Assigned task » After locating the line that holds "Target: white shirt", transcribe it and each following line to the end of the records, changing nothing and adding nothing.

(Point localization data)
::::::

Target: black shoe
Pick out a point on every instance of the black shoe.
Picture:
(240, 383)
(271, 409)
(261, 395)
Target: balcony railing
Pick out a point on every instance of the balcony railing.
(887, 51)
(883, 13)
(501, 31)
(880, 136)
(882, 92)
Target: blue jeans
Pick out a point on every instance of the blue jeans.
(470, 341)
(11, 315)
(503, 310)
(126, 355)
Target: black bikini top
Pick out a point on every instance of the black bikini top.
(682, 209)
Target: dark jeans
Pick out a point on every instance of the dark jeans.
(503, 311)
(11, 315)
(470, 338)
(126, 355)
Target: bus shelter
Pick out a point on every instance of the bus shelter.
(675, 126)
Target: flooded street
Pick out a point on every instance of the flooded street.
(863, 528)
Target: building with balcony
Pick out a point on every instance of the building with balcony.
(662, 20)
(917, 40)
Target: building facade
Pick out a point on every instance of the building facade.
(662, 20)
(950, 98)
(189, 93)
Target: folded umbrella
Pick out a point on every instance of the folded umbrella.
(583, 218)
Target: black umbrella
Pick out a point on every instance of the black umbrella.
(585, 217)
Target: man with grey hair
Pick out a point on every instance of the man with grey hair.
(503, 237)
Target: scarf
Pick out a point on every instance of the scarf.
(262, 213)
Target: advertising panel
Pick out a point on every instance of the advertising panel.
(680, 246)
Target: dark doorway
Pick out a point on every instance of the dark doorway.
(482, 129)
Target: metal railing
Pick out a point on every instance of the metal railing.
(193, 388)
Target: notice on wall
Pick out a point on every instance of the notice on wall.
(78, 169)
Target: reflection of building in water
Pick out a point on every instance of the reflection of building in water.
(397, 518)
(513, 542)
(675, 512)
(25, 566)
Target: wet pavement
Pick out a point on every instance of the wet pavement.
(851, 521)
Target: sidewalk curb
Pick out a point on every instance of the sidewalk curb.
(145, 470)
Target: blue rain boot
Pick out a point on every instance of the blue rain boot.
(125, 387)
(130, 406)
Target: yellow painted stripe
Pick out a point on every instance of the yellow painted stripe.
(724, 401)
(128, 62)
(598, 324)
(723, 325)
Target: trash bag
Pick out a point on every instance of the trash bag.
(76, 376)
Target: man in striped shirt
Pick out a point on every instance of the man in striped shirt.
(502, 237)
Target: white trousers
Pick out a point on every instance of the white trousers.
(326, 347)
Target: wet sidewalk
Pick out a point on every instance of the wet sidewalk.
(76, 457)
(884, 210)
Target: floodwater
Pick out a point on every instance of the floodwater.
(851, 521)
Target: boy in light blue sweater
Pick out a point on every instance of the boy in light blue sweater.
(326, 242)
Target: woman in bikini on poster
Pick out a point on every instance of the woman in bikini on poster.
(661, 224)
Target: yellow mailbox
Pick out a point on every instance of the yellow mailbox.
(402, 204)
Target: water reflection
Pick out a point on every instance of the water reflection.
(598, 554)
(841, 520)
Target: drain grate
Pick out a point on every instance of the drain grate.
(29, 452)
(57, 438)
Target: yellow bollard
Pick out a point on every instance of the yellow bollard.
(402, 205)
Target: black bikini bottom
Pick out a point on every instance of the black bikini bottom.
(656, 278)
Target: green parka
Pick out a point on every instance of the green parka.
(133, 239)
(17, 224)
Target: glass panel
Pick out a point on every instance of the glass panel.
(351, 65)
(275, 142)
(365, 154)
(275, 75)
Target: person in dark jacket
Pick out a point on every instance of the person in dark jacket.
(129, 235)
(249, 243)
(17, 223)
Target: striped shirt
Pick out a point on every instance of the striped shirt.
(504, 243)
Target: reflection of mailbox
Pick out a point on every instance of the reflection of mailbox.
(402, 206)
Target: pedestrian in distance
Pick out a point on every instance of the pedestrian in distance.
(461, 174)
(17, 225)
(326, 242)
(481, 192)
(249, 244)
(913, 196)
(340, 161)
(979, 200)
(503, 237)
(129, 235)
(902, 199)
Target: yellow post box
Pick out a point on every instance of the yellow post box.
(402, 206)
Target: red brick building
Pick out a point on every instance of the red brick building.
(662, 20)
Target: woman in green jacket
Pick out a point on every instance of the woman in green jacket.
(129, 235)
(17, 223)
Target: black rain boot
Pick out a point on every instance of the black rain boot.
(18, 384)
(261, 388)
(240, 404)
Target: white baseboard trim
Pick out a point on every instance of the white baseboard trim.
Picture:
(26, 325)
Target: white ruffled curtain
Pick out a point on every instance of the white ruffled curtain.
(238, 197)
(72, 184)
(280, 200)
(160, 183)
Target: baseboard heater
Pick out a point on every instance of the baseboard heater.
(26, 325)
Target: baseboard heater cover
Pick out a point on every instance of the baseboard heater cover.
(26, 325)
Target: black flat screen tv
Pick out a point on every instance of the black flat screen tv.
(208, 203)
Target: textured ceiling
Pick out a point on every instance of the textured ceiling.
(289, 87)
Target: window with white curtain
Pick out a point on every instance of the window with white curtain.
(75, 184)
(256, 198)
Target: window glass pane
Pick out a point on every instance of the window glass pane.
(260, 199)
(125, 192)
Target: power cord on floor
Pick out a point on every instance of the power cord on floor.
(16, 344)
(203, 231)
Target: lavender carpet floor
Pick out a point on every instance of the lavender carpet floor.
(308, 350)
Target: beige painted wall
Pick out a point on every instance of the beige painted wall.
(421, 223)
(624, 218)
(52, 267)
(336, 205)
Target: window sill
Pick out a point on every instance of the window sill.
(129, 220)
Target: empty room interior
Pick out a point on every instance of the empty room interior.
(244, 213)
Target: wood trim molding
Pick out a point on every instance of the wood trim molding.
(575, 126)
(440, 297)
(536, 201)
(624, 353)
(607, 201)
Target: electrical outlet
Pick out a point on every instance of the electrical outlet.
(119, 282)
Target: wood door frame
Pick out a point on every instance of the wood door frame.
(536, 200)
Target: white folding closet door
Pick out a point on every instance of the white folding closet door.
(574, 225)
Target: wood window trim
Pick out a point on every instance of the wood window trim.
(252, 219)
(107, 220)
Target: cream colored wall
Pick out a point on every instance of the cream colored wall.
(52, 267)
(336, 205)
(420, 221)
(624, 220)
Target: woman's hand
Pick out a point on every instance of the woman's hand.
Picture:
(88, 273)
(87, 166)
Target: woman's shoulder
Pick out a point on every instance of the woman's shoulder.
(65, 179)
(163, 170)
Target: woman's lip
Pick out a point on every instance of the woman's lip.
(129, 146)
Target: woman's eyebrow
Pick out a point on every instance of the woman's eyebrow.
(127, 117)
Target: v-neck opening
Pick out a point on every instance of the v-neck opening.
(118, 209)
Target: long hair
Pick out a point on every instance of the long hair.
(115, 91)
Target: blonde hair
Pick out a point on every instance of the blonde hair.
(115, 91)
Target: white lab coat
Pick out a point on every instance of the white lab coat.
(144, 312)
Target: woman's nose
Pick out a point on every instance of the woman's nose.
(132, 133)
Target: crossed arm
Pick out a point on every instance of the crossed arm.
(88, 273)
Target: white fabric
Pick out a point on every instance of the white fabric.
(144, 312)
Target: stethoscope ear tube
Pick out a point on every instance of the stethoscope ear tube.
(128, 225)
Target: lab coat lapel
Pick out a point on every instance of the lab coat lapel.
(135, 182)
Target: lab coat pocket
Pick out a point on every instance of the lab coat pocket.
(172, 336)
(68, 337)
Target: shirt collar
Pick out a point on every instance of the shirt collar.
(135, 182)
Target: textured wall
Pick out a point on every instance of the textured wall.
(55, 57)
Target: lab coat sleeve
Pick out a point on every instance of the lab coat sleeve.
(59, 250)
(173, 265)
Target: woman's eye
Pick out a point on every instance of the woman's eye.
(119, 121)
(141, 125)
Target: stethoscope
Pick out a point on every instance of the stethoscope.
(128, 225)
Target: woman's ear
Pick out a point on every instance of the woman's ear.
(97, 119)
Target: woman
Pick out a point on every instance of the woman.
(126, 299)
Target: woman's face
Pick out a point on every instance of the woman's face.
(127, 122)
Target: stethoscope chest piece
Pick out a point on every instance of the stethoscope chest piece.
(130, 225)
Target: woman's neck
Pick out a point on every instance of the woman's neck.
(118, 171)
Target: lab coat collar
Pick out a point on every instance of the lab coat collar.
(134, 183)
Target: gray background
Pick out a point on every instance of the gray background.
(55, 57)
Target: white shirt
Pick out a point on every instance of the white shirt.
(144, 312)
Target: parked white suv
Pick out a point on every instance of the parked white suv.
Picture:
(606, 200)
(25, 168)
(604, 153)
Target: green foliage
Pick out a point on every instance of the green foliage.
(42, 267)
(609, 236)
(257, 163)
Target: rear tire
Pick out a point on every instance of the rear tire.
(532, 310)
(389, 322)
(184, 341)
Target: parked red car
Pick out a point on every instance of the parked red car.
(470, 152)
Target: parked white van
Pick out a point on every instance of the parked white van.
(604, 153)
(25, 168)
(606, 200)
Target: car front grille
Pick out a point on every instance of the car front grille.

::::::

Exercise solution »
Target: white shirt
Pick out a point on every instance of the white shirt.
(144, 312)
Target: parked white suv
Pick out a point on every instance of the parked white suv.
Picture:
(606, 200)
(25, 168)
(604, 153)
Target: green foliage
Pick out a point on every instance of the green foliage.
(42, 267)
(609, 236)
(257, 163)
Target: rear tire
Pick out a point on every instance of the rear tire.
(532, 310)
(389, 322)
(184, 341)
Target: parked red car
Pick out a point on every instance of the parked red car.
(470, 152)
Target: parked white van
Pick out a point on every instance of the parked white van.
(604, 153)
(25, 168)
(606, 200)
Target: car front grille
Pick out a point on every instance of the car front grille.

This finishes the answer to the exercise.